Provided text:
Anyway, that’s just one example, and not even the best one, and as I’ve said, it’s all subjective. Either way, go get a copy. It’s a great book, especially if you are a writer. Once I finish, I’m going to immediately read it again, there’s just so much to learn!

Haven’t read it yet? Please do, and after you’ve had your ‘conversations’ in Ursula Le Guin’s margins, please, tell me all about them!

Also, moderately interesting, I may have given Ursula Le Guin a fan letter last week. It was just like grade school: handwritten, folded into a little rectangle, complete with a smiley kitty face. I thrust it into her hands and ran, then I nervous cried the whole way home. *facepalm*

What’s New and MEAT Excerpt

As usual, I’ve been busy. I finished MEAT…(still thinking on a new title) and wrote a cute little, super short story (1,500 words) called Midnight Snack, which, after some more editing, I plan on submitting to some magazines! *crosses fingers*

Aside from that, I’ve been avoiding Bloodlife and stressing about a new novel I’m attempting to write, one I haven’t told you about yet. Currently untitled, it’s a different direction for me and something that kind of came out of nowhere. One day I woke up and decided I wanted to write a novel with a 13 year old protagonist who, upon meeting her father for the first time, meets an awesome guy (not a psycho) who has legitimate and heart-warming(ish) reasons for having abandoned her as a child. I intend it to be what I wished would have happened (but didn’t) when I was reintroduced to my father at a similar age. So it’s a happy book, in a way, but of course, it’s a fantasy novel as well because otherwise that would be some boring shit!

Problems to work on:
A: Answer these questions using the blog post:
(i) How many words long is the short story Midnight Snack?
(ii) Into what shape was the fan letter to Ursula Le Guin folded?
(iii) How old is the protagonist of the new untitled novel?
B: Go on with the blog post from the point where it stops.
The data isn't needed for the work here.

Extracted entries:
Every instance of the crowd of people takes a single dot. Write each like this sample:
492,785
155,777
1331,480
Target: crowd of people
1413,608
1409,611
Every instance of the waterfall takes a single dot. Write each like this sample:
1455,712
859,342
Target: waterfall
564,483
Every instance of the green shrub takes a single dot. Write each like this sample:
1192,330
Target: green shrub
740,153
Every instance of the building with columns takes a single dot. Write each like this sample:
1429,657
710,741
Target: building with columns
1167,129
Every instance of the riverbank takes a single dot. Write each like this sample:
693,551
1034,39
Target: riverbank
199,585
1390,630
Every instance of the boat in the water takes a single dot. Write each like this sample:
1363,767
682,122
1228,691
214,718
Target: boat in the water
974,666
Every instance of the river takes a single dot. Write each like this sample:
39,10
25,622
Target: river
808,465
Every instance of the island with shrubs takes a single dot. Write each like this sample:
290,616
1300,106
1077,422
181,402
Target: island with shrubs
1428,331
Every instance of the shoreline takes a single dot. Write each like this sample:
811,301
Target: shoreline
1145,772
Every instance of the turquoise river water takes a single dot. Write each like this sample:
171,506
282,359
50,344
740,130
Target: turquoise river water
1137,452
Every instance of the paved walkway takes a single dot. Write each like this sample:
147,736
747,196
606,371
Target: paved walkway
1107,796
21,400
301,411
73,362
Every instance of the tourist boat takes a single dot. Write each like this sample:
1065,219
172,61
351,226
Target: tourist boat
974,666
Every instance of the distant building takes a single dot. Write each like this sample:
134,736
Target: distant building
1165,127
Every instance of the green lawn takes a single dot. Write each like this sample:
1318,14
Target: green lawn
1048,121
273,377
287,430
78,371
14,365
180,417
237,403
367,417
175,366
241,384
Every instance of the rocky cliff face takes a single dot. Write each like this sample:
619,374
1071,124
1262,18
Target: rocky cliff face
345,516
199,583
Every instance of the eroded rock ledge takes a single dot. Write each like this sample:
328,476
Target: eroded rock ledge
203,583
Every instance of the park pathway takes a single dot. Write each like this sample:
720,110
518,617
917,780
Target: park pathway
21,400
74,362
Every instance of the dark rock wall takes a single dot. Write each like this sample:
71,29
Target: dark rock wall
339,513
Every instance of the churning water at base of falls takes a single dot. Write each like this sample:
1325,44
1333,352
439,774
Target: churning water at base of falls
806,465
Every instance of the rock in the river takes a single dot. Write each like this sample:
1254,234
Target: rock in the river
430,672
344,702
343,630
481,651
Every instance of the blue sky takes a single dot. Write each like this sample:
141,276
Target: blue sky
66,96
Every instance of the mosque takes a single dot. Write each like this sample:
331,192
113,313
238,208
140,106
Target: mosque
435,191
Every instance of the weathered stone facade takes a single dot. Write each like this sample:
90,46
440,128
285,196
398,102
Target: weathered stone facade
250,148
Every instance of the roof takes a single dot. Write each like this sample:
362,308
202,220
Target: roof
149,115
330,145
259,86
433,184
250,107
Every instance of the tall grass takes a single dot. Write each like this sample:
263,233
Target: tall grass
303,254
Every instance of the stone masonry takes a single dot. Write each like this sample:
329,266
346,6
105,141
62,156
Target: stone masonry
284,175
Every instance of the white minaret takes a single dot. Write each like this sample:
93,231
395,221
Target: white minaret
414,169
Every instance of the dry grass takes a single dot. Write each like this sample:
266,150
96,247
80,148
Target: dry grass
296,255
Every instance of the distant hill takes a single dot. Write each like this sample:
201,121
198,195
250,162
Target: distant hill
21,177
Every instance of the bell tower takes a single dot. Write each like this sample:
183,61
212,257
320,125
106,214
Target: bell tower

Answers to the exercise:
A:
(i) 1,500 words
(ii) A little rectangle
(iii) 13

B:
Anyway, I said I’d post my short story MEAT here…but now I kind of don’t want to. Yes, I’m nervous. People reading my work…eep! Not that many people come here. It’s just us and the bartender—oh wait, that was my band’s last show—but really, the interwebs can be a scary place. So how about an excerpt to test the waters:

MEAT (excerpt)

Ryleigh opened the fridge, condiment bottles tinkled softly in the door. It was a small fridge. Everything had been half-sized since she had packed up her life and fled to the desert in her parents’ Winnebago.

As she’d backed the Winnebago out of her parents’ driveway, something in her chest had loosened. The road sped past, and she screamed her victory, feeling lighter than she had in years. Until she caught her reflection in the rearview mirror, and her elation turned to ash in her throat. His work stared back at her—the large frames of her dark glasses did little to conceal the purple bruises that spilled across her nose and cheeks.

He would do worse if he found her.

Marrying Chris had been the biggest mistake of her life. He was a police officer, she thought he was one of the good guys, but quickly it went to shit. Her second mistake was staying. She’d told herself a baby would change everything.

Part of her always knew she would have to run. Chris had grown more and more violent ever since she’d lost the baby. The doctor said nothing could have been done, a stillbirth was no one’s fault, but Chris never believed that.

His name would have been Daniel. She still remembered the perfect pink of his skin, his miniature hands, the warmth of his tiny body. But it had been a borrowed warmth that had soon faded like the last of her bruises, which now, two weeks later, were little more than yellow shadows.

Ryleigh pushed the thoughts away, pulled a five-gallon plastic tub from the camper’s fridge, and thumped it onto the counter. Thin strips of meat swam in coffee-colored marinade. The smell brought her back to happier times. Winter days with her father, boar hunting in the mornings, followed by sunny afternoons making jerky. The days when she’d have him all to herself.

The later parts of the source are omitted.